Extrait de la page:
==========

Le départ-surprise du président de Theratechnologies provoque un « nouveau risque d'affaires » pour l'entreprise, selon les analystes financiers. Mais bien malin qui pourra voir clair dans les raisons exactes de cette annonce.

L'entreprise phare de la biotechnologie québécoise a refusé d'accorder toute entrevue pour clarifier le départ abrupt de son président, John-Michel Huss, moins de deux ans après son arrivée. Theratechnologies a aussi annulé la téléconférence prévue hier matin pour discuter des résultats financiers du troisième trimestre, dévoilés jeudi après la fermeture des marchés.

« Le départ fait suite à une rencontre entre M. Huss et le conseil d'administration, et la décision a été prise d'un commun accord », s'est borné à dire un porte-parole.

Le chef des affaires financières, Luc Tangauy, assurera l'intérim jusqu'à ce qu'un nouveau président soit nommé.

Le marché n'a pas semblé ébranlé par le départ. Portée par l'annonce de résultats sans grandes surprises, mais néanmoins jugés positifs, l'action de Theratechnologies a gagné deux cents, hier, pour clôturer à 51 cents.

==========

Données fournies:

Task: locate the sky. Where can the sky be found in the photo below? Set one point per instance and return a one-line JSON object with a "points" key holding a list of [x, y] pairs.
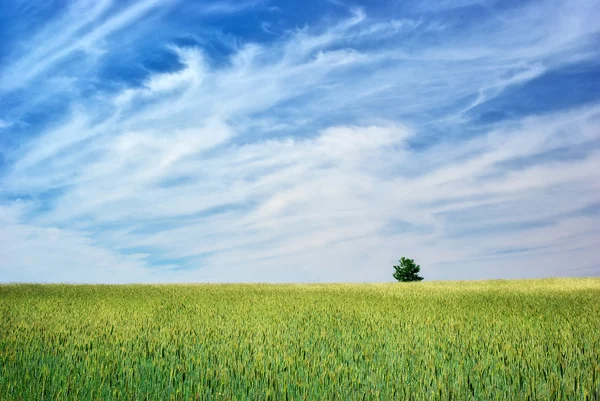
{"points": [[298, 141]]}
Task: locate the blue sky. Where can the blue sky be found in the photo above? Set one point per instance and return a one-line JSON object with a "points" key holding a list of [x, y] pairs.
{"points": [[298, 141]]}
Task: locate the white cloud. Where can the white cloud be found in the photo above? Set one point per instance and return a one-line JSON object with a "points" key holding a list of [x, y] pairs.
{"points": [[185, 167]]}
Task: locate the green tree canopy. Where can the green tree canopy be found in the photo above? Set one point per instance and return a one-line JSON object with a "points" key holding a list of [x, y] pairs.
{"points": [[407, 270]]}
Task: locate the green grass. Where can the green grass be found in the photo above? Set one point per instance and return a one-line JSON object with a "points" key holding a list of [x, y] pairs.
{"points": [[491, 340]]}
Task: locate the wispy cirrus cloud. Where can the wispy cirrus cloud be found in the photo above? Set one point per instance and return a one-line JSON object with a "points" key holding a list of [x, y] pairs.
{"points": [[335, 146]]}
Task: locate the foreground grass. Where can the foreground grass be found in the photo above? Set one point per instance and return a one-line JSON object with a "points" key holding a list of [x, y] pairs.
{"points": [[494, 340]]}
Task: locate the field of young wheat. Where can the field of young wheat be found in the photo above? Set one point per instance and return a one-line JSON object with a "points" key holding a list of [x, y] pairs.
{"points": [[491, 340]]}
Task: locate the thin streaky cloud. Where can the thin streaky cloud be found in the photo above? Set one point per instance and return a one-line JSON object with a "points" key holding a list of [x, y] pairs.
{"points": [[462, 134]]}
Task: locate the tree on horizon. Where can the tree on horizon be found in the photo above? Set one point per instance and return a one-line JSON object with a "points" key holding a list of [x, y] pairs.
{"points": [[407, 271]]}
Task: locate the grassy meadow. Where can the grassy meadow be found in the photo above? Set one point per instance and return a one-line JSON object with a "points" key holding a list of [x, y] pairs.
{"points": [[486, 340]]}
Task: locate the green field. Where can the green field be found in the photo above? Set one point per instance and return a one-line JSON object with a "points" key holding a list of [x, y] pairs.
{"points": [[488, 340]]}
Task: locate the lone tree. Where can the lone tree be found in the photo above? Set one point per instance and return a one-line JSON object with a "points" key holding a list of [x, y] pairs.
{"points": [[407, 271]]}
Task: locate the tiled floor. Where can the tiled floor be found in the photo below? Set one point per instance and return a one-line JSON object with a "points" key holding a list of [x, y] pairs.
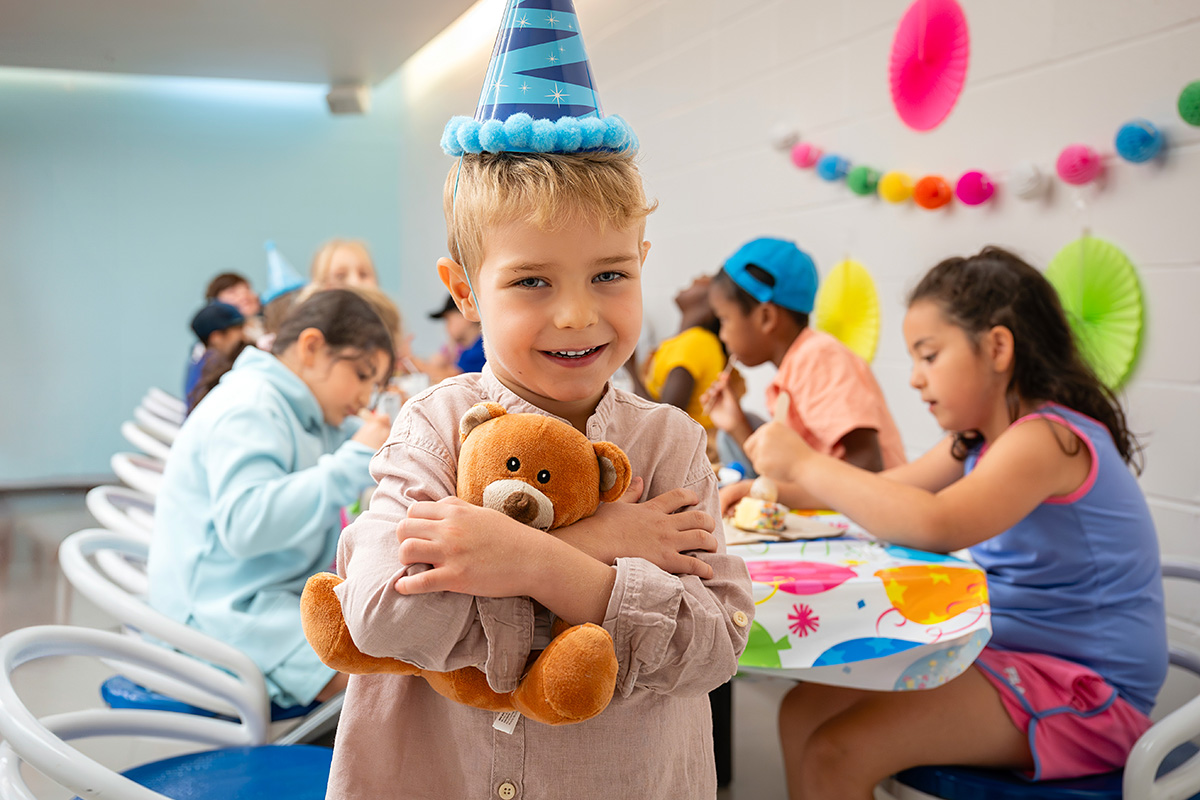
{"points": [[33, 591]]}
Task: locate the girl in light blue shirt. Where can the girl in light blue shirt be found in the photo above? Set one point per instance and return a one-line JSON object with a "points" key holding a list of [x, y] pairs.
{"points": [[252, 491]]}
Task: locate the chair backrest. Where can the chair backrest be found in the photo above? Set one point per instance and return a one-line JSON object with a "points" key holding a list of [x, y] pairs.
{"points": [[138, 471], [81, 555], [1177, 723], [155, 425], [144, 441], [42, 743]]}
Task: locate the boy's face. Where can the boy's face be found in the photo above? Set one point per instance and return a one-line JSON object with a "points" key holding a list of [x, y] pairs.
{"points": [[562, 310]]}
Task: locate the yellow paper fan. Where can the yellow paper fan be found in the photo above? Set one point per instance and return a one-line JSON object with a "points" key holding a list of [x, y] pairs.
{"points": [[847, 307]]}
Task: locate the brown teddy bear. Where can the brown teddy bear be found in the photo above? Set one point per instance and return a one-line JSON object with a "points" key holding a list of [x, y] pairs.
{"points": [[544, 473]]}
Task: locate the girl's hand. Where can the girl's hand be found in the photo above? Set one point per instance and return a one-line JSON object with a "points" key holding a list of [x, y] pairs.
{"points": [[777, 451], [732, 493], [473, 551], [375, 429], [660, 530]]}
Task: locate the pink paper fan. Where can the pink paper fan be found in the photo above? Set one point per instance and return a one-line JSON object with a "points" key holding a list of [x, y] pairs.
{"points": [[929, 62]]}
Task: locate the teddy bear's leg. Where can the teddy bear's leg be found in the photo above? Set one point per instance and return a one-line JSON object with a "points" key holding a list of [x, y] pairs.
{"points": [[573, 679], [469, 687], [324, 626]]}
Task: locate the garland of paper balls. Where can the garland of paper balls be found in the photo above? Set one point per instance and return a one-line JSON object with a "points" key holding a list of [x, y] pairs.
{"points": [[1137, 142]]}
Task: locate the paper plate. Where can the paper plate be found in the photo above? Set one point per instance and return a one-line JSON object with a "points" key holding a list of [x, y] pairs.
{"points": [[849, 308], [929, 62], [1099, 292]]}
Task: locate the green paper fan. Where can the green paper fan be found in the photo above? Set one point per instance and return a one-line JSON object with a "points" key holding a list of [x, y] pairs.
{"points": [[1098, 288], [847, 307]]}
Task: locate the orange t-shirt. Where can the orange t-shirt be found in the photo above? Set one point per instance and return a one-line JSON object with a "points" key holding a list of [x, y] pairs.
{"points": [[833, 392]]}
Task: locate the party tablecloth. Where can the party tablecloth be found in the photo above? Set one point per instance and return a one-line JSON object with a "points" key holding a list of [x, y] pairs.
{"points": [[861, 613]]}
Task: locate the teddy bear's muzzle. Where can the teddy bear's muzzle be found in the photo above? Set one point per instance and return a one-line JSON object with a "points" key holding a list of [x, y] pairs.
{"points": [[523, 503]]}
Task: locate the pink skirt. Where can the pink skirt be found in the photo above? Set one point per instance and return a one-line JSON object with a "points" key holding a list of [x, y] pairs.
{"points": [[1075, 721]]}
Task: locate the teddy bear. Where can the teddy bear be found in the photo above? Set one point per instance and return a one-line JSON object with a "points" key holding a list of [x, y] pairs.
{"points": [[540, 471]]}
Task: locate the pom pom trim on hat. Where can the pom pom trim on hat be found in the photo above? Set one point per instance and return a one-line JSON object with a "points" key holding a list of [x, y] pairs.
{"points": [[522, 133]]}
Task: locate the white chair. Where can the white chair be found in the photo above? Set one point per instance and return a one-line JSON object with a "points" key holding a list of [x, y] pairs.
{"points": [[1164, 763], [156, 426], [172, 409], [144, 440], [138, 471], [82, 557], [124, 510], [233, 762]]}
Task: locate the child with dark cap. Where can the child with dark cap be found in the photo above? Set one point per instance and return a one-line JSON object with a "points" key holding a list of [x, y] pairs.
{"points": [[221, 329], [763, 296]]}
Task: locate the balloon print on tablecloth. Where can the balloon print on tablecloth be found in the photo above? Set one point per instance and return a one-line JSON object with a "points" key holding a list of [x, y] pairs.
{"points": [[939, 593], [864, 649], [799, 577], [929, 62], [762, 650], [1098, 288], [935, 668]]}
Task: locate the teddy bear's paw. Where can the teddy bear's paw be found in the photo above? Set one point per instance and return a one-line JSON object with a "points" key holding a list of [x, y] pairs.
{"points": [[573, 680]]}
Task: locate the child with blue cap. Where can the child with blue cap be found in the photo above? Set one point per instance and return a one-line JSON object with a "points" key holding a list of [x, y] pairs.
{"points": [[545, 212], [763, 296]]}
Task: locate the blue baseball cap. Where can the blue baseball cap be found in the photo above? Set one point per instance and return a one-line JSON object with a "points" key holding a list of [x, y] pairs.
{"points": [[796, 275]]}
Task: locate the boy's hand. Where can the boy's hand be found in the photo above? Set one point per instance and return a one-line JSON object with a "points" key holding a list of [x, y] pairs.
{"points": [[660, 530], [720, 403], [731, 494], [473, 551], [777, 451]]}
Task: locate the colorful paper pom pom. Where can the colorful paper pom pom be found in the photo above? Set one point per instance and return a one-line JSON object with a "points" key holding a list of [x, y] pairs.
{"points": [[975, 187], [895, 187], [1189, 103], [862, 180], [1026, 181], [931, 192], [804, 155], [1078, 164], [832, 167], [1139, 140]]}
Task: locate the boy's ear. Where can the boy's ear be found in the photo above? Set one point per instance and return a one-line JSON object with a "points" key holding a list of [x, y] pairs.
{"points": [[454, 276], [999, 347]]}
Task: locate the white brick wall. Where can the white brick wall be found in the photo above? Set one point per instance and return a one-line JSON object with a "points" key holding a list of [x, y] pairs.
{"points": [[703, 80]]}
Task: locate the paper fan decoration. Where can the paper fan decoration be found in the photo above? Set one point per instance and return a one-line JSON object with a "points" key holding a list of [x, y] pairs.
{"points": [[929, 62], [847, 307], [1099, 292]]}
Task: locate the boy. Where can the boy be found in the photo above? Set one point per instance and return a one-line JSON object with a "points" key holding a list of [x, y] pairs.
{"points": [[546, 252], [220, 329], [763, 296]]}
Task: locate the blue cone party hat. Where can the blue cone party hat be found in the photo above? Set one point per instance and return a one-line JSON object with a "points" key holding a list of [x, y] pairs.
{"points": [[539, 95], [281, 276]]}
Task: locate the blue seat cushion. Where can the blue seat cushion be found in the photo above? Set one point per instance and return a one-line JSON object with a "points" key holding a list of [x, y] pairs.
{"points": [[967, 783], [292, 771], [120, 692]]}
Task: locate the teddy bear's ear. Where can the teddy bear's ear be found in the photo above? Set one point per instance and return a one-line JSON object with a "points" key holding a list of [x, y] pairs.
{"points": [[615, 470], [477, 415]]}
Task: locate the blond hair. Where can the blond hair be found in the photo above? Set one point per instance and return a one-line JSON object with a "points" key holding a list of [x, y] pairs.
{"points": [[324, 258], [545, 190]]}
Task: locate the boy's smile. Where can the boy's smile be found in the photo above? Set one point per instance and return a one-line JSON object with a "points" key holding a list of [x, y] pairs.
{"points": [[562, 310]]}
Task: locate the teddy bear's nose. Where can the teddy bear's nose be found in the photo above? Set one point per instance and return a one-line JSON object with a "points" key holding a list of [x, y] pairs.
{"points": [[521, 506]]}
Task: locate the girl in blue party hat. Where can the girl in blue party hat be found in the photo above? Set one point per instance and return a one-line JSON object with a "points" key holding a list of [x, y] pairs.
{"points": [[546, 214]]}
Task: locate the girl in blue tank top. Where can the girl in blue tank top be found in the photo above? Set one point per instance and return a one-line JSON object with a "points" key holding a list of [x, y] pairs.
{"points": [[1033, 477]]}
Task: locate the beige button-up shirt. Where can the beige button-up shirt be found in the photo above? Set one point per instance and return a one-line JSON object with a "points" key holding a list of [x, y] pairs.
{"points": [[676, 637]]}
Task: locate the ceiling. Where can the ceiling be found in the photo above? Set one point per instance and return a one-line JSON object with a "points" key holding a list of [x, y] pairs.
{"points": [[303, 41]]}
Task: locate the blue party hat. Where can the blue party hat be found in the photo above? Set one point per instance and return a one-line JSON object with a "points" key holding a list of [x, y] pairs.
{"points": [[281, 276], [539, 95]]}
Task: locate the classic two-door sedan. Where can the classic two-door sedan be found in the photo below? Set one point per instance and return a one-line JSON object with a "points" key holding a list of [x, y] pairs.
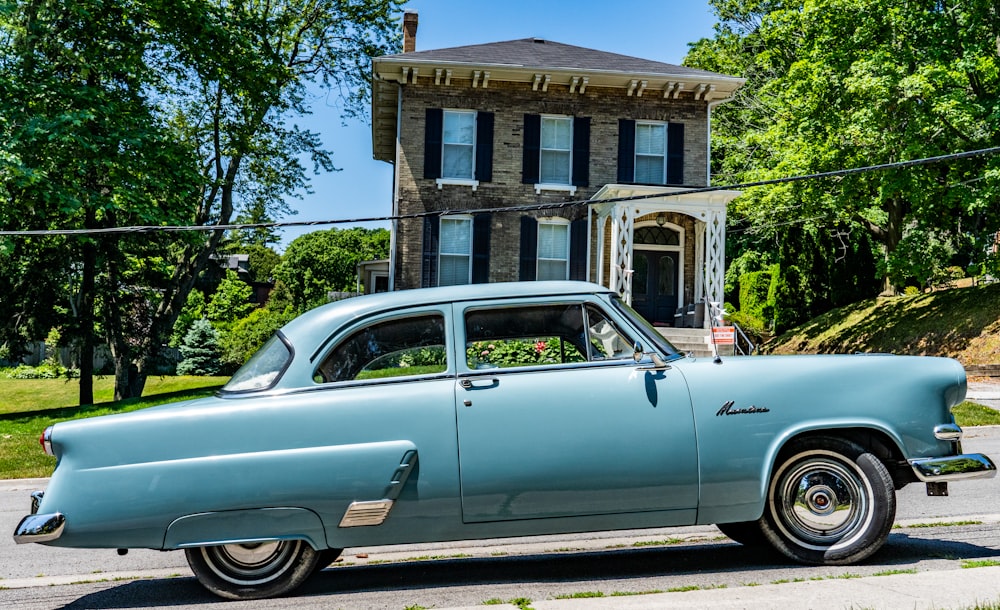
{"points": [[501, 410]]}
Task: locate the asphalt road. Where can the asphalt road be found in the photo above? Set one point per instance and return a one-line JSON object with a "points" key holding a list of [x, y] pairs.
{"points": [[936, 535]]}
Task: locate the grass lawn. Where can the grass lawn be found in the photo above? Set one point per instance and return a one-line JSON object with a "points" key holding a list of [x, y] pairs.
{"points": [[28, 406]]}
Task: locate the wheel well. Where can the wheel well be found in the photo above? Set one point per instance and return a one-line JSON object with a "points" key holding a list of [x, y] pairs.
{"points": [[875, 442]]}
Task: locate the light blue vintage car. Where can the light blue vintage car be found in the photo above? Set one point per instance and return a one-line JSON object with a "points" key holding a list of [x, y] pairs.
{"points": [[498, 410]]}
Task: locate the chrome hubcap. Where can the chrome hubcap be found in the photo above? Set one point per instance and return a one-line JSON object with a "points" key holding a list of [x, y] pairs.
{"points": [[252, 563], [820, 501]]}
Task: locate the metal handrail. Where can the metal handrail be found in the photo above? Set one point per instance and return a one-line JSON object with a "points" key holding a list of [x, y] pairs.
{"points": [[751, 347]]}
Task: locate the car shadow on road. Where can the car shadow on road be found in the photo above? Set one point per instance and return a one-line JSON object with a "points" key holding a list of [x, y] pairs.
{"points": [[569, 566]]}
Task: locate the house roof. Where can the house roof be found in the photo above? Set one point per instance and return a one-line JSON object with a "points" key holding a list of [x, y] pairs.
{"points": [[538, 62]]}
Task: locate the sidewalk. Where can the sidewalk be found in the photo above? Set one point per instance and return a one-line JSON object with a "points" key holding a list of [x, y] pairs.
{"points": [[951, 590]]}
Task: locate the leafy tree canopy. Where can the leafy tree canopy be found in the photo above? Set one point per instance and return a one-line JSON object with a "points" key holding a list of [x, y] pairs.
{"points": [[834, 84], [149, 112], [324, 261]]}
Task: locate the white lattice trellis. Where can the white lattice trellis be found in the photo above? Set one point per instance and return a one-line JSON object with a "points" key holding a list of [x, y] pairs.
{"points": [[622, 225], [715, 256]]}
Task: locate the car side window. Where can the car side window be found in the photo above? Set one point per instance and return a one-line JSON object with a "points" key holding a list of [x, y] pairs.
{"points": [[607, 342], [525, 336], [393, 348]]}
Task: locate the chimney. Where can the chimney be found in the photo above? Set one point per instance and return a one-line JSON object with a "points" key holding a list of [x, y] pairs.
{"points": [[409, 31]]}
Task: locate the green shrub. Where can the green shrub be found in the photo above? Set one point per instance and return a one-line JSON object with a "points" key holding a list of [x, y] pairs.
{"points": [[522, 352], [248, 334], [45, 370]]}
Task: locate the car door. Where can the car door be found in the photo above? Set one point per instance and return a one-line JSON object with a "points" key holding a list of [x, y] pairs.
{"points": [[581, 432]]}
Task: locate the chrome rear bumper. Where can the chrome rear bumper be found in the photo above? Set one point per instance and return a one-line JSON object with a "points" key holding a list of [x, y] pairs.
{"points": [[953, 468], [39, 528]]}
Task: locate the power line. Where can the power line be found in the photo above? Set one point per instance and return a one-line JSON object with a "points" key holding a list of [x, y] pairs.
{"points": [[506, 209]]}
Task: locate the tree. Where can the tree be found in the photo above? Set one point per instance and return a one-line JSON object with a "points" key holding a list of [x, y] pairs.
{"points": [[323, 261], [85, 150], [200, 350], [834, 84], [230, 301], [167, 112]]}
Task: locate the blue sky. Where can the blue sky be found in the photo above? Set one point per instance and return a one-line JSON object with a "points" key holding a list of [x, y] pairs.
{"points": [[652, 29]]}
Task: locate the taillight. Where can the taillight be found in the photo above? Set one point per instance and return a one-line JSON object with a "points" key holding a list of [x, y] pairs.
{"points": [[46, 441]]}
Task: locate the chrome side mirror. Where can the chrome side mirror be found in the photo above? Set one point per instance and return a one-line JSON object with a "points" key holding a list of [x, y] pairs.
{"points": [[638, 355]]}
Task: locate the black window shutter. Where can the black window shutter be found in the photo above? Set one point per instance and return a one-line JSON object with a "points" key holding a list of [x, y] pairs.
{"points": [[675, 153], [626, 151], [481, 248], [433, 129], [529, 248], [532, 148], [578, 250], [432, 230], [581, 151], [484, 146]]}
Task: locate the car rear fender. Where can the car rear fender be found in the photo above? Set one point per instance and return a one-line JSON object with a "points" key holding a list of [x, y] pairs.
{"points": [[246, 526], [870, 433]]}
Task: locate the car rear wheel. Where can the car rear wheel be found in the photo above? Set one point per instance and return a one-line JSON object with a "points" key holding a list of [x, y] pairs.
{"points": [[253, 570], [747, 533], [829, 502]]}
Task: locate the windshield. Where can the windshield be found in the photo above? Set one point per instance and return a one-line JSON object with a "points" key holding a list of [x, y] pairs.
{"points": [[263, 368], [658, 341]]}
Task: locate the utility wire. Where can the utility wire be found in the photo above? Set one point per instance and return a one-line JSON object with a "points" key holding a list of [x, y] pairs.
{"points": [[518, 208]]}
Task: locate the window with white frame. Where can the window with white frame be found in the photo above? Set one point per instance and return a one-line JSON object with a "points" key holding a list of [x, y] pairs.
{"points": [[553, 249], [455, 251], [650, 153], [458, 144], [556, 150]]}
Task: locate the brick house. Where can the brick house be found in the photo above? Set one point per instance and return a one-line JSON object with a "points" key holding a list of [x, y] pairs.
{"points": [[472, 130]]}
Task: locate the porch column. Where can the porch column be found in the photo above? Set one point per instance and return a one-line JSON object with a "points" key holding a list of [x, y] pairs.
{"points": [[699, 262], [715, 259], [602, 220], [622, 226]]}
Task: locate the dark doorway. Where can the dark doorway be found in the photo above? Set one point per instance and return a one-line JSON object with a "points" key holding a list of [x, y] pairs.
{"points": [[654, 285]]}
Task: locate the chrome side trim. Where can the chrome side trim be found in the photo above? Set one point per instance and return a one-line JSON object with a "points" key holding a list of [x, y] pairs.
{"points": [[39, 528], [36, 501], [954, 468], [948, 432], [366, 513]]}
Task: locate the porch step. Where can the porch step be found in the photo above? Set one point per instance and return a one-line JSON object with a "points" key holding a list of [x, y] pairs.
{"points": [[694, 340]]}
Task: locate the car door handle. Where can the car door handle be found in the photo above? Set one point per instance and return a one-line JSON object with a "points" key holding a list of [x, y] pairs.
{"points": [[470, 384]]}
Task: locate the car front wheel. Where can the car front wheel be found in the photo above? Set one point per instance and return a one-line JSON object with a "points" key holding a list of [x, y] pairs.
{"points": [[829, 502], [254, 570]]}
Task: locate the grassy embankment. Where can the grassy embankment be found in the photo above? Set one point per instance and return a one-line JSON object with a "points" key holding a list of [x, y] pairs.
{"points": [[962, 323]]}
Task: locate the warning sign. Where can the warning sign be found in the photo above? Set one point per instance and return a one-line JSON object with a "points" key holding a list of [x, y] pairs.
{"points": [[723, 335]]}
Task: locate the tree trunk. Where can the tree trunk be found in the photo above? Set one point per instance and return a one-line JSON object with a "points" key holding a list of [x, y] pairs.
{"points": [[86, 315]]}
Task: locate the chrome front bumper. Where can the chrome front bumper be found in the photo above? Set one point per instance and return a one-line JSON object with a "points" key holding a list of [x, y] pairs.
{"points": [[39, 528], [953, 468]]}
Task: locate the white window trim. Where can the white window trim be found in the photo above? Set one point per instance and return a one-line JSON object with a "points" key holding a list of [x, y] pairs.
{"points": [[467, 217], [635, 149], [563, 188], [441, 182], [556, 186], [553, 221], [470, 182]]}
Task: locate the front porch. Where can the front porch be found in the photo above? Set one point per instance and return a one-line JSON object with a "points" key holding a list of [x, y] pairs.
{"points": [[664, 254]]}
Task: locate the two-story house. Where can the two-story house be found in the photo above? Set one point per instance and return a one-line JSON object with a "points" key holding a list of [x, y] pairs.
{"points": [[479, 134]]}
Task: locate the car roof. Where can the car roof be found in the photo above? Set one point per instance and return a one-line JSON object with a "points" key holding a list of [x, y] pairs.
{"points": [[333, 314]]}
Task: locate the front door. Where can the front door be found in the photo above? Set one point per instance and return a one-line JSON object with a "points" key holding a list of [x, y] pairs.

==========

Consigne:
Veuillez dire si chacune des affirmations suivantes concorde avec l'article sur le départ du président de Theratechnologies, en répondant par oui ou non et en citant les mots décisifs de l'article.
1. Le chef des affaires financières dirigera l'entreprise par intérim.
2. La téléconférence sur les résultats du troisième trimestre a eu lieu hier matin.
3. L'action de Theratechnologies a perdu de la valeur hier.

Corrigé:
1. Oui : « assurera l'intérim jusqu'à ce qu'un nouveau président soit nommé ».
2. Non : « Theratechnologies a aussi annulé la téléconférence prévue hier matin ».
3. Non : « l'action de Theratechnologies a gagné deux cents, hier, pour clôturer à 51 cents ».